[Exercise requirements]:
1. Answer these from the passage:
(a) Who runs the food bank being supported?
(b) Which denomination owns the Chicago church where Obama's Christianity was formed?
(c) What caused the children to suffocate in the open air?
2. Repeat the passage word for word from "The food bank" up to and including "will be trying.".

[Excerpted passage]:
The food bank we’re supporting, run by our friends in Life Church, is one of many where church groups reach out to those whose lives are most chaotic and dysfunctional, whose needs are greatest, and try to help. Some of those using food banks will be there just because they’ve unfortunate but many will be there because they have lost control of themselves, their money and their lives. Maybe they have problems with substance abuse. Maybe they’ve borrowed more than they can afford. Maybe their relationships are a mess. Working with them, putting them on a path to a more stable situation is not easy and it won’t always happen, but church people up and down the country will be trying.

On the biggest scale I think about Barak Obama, probably the single most powerful human being on earth. His Christianity is important to him and was formed more than anywhere else in a church in Chicago belonging to our sister denomination in the United States, the United Churches of Christ. I have no doubt at all that Obama is a sincere believer and a good man. I’m sure that in his heart he listens for God’s word to him about what he should do. So how must he feel when he wrestles with the problems of Syria. I’ll be honest and say I don’t know whether he should or should not bomb the resources of the Assad regime and if so how much, what and when. I’m glad that I’m not the President of the USA, looking at children suffocating in the open air due to the effects of sarin nerve gas and wondering what I can do about it, if anything, while the whole world watches me and my every move.

[Dataset excerpt]:
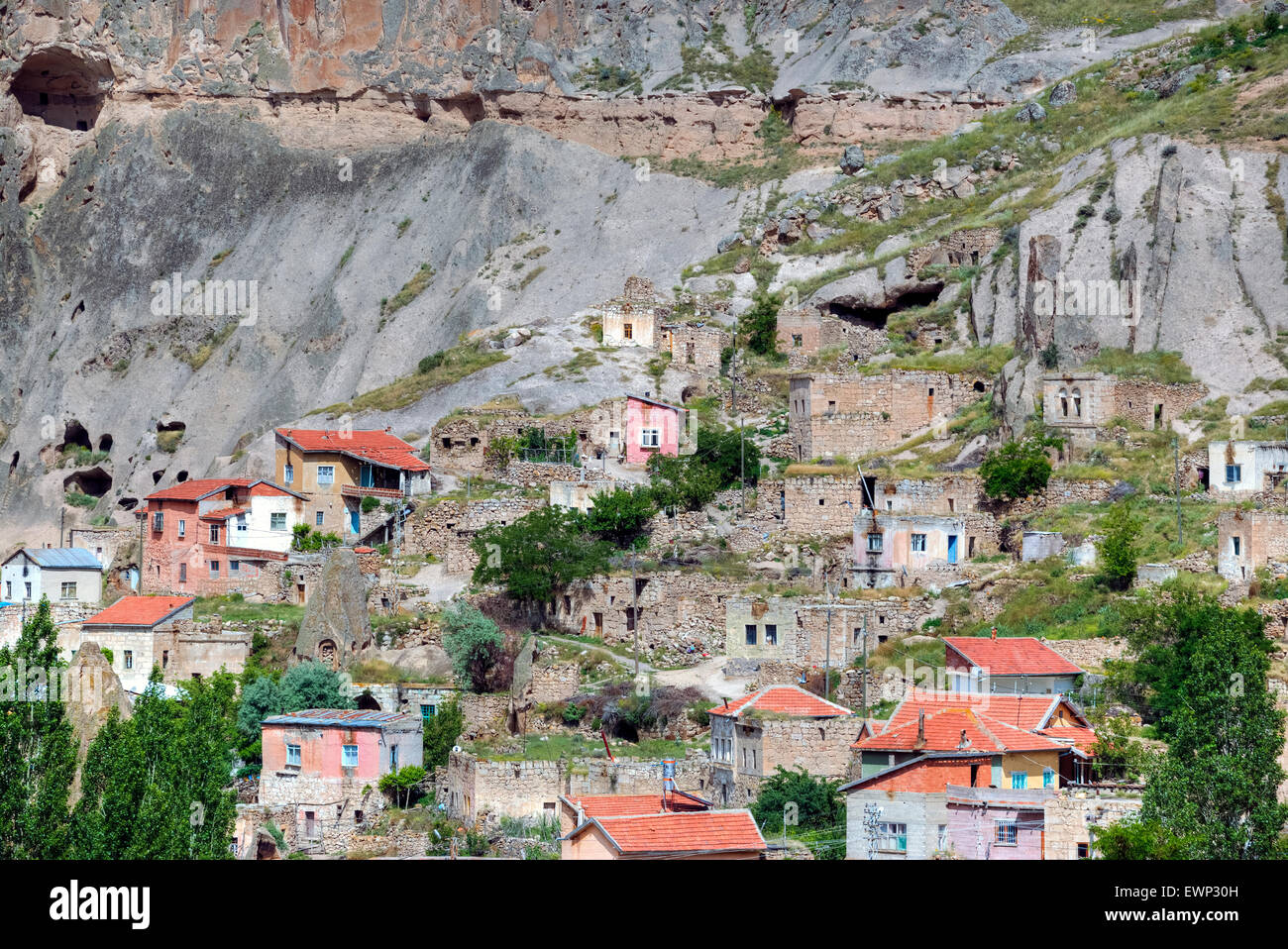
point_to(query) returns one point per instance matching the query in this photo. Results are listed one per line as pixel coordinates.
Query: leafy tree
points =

[Exercise responses]:
1.
(a) Friends in Life Church.
(b) The United Churches of Christ.
(c) The effects of sarin nerve gas.

2.
The food bank we’re supporting, run by our friends in Life Church, is one of many where church groups reach out to those whose lives are most chaotic and dysfunctional, whose needs are greatest, and try to help. Some of those using food banks will be there just because they’ve unfortunate but many will be there because they have lost control of themselves, their money and their lives. Maybe they have problems with substance abuse. Maybe they’ve borrowed more than they can afford. Maybe their relationships are a mess. Working with them, putting them on a path to a more stable situation is not easy and it won’t always happen, but church people up and down the country will be trying.